## [GIVEN DATA]

● ● ●

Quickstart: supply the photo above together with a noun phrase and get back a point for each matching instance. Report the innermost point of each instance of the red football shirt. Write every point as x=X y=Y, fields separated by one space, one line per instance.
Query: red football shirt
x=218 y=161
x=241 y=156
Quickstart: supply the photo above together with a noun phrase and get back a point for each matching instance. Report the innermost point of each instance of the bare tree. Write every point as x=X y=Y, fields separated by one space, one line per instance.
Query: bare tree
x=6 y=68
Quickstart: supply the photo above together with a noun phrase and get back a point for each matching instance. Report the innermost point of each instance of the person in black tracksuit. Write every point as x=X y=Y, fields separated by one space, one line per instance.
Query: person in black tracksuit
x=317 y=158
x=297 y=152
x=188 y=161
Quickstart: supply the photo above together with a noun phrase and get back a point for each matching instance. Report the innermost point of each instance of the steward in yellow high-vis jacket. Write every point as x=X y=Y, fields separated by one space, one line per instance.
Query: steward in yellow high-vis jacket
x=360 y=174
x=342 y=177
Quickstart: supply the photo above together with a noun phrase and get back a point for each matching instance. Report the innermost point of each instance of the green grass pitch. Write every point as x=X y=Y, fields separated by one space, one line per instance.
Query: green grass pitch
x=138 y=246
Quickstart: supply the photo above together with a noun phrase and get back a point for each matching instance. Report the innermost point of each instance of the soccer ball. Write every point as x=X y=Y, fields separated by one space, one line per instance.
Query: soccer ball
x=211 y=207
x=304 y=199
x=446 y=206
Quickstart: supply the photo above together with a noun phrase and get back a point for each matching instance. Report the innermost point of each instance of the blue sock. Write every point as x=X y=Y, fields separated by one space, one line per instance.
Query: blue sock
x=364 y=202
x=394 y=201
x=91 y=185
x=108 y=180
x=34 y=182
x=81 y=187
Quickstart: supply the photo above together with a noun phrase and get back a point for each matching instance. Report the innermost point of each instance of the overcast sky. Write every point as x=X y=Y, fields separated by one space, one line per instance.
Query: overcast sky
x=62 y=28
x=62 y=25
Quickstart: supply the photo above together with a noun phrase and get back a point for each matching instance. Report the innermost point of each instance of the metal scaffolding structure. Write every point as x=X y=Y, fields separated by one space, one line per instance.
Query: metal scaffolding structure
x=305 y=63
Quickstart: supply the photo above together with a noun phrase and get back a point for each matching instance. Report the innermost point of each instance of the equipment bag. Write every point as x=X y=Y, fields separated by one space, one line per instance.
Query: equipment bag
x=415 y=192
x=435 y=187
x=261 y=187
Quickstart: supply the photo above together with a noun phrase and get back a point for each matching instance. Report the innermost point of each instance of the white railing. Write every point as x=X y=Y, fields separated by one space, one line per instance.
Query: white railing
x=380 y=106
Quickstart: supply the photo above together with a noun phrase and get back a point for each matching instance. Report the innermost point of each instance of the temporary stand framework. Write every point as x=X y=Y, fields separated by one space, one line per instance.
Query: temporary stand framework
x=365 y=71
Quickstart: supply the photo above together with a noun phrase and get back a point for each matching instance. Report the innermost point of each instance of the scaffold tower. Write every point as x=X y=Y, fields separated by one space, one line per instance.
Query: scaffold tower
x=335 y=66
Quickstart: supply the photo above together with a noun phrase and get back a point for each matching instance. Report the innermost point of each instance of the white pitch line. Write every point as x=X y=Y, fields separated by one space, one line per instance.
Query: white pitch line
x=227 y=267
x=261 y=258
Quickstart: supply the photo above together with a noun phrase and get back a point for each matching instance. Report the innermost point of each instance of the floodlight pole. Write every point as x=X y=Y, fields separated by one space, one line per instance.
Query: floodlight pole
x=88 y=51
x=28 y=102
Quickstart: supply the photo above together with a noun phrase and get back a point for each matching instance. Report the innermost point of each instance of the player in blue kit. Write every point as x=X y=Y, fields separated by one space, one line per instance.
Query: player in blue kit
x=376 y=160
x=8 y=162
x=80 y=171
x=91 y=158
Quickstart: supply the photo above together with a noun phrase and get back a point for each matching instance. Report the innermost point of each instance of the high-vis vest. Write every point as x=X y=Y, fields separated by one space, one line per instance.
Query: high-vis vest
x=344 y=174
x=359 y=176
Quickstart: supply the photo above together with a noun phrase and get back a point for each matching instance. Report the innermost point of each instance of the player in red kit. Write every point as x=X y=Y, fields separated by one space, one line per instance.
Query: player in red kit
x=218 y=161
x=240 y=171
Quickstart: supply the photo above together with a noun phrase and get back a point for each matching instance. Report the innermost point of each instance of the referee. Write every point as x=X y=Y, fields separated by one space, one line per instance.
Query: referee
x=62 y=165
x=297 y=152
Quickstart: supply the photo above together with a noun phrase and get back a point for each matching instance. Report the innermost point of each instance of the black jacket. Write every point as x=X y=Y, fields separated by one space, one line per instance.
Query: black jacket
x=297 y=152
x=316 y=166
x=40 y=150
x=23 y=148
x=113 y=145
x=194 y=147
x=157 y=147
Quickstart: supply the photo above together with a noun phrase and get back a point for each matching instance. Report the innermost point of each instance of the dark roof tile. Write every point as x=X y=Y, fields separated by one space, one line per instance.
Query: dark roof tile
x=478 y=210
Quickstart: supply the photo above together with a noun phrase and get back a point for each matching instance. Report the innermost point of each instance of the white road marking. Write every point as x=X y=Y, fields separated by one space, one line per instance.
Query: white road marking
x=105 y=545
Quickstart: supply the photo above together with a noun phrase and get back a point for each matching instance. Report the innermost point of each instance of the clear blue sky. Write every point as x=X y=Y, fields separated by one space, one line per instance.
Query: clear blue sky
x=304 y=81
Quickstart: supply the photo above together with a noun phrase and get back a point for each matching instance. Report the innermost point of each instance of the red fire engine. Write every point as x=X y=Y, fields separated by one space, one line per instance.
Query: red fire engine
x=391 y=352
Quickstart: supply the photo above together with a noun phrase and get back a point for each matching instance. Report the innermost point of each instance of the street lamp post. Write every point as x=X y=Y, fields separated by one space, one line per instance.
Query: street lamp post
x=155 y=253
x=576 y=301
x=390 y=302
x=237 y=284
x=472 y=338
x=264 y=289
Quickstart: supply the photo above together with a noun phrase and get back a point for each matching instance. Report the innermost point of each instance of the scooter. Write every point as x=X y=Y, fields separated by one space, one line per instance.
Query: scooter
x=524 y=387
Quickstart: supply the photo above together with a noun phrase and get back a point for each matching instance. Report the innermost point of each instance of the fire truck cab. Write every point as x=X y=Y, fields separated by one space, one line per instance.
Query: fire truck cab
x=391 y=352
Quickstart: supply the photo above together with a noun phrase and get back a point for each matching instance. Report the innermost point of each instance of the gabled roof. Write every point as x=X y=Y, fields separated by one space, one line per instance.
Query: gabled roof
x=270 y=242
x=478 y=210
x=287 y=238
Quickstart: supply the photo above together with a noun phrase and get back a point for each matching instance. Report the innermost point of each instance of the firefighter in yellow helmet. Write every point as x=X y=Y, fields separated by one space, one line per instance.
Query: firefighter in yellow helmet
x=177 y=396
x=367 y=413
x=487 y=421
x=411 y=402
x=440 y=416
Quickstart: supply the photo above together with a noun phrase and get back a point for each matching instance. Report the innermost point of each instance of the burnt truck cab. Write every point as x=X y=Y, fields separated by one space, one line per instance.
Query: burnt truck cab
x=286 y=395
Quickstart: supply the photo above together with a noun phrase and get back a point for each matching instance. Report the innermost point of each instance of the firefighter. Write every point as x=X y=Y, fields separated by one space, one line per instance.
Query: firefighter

● ● ●

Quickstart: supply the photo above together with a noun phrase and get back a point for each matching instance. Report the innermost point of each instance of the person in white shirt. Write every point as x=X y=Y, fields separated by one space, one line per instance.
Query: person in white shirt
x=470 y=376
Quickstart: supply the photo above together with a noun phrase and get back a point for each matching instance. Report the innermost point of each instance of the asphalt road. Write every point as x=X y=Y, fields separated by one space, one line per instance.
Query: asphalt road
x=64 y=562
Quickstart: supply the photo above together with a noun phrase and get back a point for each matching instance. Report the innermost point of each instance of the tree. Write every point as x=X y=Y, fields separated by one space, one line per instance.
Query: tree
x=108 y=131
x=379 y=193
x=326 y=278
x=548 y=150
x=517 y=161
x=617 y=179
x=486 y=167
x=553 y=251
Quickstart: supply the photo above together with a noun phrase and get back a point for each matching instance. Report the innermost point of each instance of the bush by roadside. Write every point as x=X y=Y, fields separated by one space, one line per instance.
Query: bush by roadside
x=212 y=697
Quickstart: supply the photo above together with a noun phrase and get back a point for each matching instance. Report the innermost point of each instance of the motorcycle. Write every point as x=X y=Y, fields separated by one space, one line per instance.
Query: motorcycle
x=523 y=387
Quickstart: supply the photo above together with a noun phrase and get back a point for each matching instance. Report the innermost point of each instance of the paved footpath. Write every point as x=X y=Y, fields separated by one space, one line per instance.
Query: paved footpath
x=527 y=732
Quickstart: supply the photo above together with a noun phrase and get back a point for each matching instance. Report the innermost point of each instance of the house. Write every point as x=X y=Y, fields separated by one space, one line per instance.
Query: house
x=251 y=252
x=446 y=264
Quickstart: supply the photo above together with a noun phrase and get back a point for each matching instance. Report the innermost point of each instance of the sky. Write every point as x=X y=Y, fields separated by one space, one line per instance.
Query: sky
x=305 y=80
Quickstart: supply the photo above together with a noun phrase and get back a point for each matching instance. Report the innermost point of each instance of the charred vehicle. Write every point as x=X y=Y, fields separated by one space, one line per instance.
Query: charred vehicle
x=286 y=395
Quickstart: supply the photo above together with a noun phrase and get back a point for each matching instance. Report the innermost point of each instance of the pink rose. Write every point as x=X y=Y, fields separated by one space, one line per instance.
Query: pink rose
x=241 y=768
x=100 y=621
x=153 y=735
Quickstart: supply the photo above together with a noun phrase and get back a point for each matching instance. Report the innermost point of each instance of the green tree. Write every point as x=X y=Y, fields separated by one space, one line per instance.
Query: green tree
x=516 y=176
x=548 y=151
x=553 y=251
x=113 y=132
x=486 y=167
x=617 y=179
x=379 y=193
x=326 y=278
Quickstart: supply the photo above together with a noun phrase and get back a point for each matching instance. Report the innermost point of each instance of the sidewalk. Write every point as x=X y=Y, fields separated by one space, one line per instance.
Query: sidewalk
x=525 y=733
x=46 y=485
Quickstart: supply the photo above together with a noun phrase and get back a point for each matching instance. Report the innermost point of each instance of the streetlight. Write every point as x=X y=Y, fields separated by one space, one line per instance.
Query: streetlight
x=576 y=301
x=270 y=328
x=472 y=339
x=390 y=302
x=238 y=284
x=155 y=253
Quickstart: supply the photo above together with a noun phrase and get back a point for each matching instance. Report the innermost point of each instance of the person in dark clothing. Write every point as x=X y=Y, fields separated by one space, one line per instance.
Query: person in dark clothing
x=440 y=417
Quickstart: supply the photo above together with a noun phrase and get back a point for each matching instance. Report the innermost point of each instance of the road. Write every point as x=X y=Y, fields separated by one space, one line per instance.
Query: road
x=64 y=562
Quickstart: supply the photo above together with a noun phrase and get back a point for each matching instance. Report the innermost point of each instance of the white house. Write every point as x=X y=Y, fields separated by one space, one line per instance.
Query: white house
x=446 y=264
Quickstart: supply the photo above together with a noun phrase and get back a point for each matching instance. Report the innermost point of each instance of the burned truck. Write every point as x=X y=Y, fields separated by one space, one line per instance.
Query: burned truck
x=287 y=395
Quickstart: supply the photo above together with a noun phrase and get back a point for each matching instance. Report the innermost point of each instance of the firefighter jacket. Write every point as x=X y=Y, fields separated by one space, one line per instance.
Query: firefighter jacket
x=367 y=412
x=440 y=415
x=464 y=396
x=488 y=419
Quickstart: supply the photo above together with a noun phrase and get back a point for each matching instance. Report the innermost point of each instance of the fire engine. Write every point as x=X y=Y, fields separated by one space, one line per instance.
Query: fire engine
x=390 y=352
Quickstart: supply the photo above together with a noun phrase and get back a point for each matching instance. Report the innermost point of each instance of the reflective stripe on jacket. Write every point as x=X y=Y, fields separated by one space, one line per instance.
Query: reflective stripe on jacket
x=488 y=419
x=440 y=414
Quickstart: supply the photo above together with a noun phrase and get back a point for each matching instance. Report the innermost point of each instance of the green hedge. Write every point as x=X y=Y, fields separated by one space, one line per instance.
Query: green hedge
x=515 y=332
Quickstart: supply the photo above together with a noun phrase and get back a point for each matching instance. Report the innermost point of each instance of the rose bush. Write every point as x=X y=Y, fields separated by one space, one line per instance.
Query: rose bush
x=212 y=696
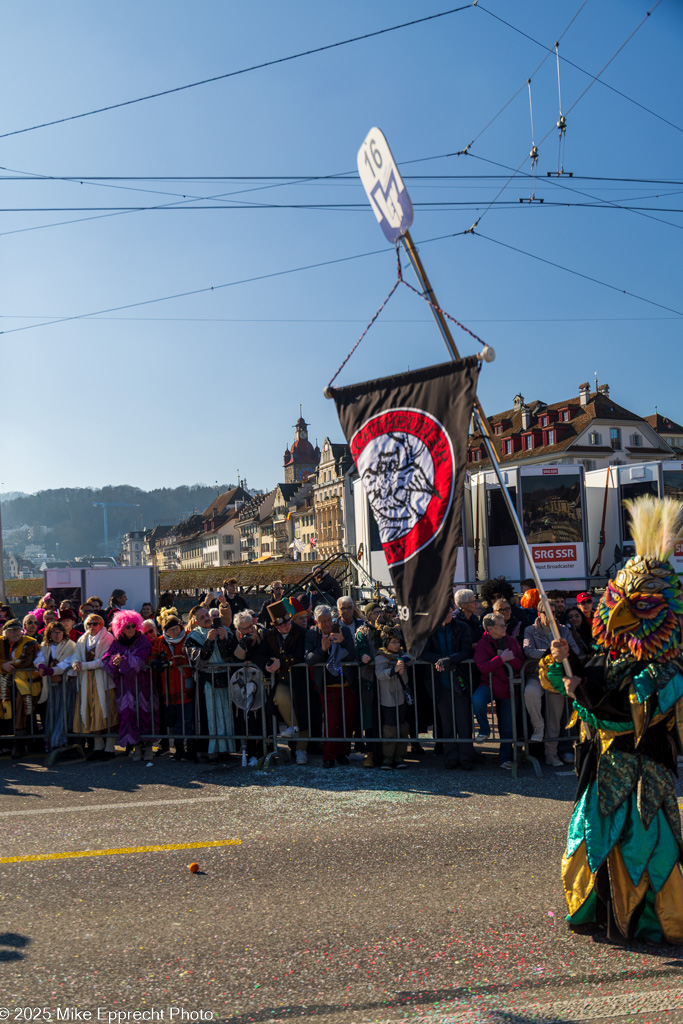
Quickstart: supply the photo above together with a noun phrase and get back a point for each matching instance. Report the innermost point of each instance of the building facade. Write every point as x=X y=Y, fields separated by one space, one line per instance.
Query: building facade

● ● ●

## [WORK TO DO]
Reproduce the material verbatim, starting at the line containing "the red football" and ending at the line containing "x=241 y=156", with both of those lines included.

## [ANSWER IN FULL]
Quickstart: supply the photo above together with a noun phrase and get back a point for each matching instance. Report the innermost point of each instance of the red football shirt. Write every point as x=X y=Y, fields separated by one space, one line per instance.
Query: red football shirt
x=218 y=161
x=241 y=156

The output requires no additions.